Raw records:

━━━━━━━━

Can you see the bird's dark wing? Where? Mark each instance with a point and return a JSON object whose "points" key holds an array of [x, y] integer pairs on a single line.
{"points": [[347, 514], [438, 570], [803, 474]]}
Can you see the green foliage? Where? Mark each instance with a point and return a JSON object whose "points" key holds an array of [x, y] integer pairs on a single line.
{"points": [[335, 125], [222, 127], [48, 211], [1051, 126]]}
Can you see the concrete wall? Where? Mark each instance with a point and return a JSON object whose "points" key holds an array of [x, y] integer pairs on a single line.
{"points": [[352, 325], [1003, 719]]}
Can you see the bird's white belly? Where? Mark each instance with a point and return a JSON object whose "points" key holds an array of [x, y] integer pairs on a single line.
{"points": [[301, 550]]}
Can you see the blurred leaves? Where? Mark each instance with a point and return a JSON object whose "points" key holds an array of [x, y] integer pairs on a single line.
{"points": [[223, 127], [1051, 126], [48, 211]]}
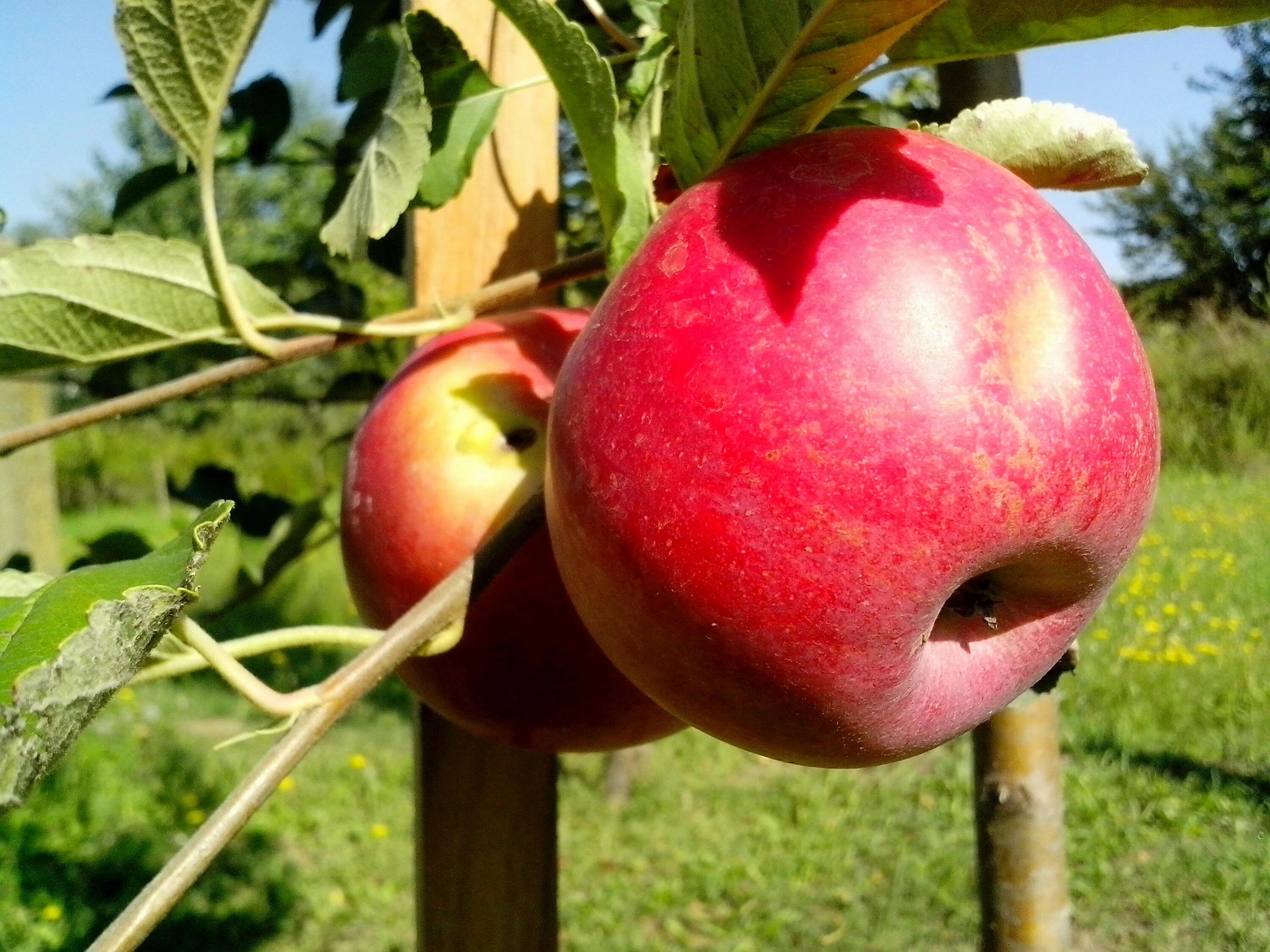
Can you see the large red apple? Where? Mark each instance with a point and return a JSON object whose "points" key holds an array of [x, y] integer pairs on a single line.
{"points": [[446, 454], [851, 450]]}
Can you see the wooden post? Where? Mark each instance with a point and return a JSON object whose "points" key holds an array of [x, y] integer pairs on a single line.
{"points": [[486, 822], [1018, 773], [28, 484], [1019, 820]]}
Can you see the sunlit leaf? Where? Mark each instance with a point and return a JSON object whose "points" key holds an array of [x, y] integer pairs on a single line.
{"points": [[105, 297], [183, 56], [588, 94], [755, 74], [392, 165], [69, 645], [464, 107]]}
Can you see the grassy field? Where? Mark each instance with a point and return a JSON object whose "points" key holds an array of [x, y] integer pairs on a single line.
{"points": [[1168, 777]]}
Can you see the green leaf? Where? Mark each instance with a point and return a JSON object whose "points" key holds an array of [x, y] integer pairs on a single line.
{"points": [[588, 94], [183, 56], [968, 28], [105, 297], [68, 647], [371, 65], [1048, 145], [464, 107], [764, 72], [392, 167]]}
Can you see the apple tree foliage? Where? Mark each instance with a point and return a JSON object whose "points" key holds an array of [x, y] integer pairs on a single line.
{"points": [[696, 84]]}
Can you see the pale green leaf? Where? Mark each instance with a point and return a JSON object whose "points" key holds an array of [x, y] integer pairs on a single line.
{"points": [[762, 72], [103, 297], [465, 105], [69, 645], [1048, 145], [588, 94], [968, 28], [392, 165], [183, 58]]}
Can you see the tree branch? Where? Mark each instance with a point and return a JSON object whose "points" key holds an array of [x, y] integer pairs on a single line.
{"points": [[616, 33], [239, 678], [445, 605], [492, 297]]}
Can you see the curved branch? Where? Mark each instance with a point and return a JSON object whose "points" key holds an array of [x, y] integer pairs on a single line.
{"points": [[285, 639], [239, 678], [445, 605], [492, 297], [219, 264]]}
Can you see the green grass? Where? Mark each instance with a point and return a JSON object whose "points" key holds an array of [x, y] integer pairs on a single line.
{"points": [[1168, 781]]}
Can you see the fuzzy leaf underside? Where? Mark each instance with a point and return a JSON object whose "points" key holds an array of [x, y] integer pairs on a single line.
{"points": [[392, 165], [465, 105], [588, 94], [183, 56], [70, 644], [762, 72], [968, 28], [103, 297], [1048, 145]]}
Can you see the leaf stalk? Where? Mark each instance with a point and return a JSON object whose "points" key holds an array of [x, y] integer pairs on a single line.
{"points": [[441, 607], [493, 297], [219, 266]]}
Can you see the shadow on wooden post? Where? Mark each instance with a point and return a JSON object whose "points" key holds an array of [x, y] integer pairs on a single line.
{"points": [[30, 523], [1018, 773], [486, 823], [1019, 820]]}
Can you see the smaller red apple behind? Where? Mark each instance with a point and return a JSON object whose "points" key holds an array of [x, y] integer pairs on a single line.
{"points": [[447, 451]]}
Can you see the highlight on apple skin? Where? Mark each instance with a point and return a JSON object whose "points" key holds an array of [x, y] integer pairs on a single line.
{"points": [[851, 450], [447, 451]]}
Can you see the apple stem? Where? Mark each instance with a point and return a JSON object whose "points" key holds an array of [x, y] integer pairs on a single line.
{"points": [[426, 622]]}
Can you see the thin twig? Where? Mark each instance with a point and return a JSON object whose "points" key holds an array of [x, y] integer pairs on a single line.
{"points": [[284, 639], [616, 33], [219, 263], [446, 603], [492, 297], [239, 678]]}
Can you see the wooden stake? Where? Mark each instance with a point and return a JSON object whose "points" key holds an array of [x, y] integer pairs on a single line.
{"points": [[1018, 773], [30, 526], [486, 823], [1019, 819]]}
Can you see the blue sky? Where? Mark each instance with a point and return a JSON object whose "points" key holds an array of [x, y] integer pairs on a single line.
{"points": [[55, 69]]}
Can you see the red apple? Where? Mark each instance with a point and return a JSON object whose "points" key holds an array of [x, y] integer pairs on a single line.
{"points": [[447, 452], [851, 450]]}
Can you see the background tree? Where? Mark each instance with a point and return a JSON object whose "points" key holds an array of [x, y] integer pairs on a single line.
{"points": [[1199, 228]]}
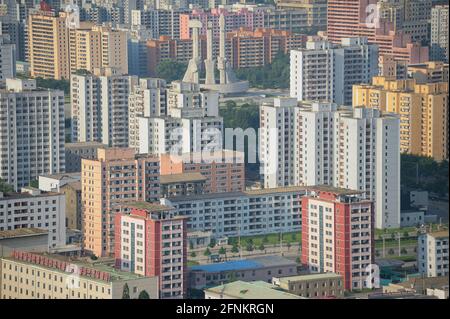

━━━━━━━━

WRITTEN TASK
Find each line in the records above that contains the word "tree", and copy those lines.

RESULT BELOW
Can you see the apple tree foliage? Where? Mark each instance with a point and return a JSON object whose "points" key holds an array of [x, y] integer pairs on a single line.
Can you see the tree branch? Where? Mark each instance with a point and return a JSON object whose "points" key holds an array of [x, y] integer pairs on a single line.
Can you see the background tree? Where? Mark each instance with a point and return a JSON object whose "points" key holds an array of [x, y] integer pairs on a single line.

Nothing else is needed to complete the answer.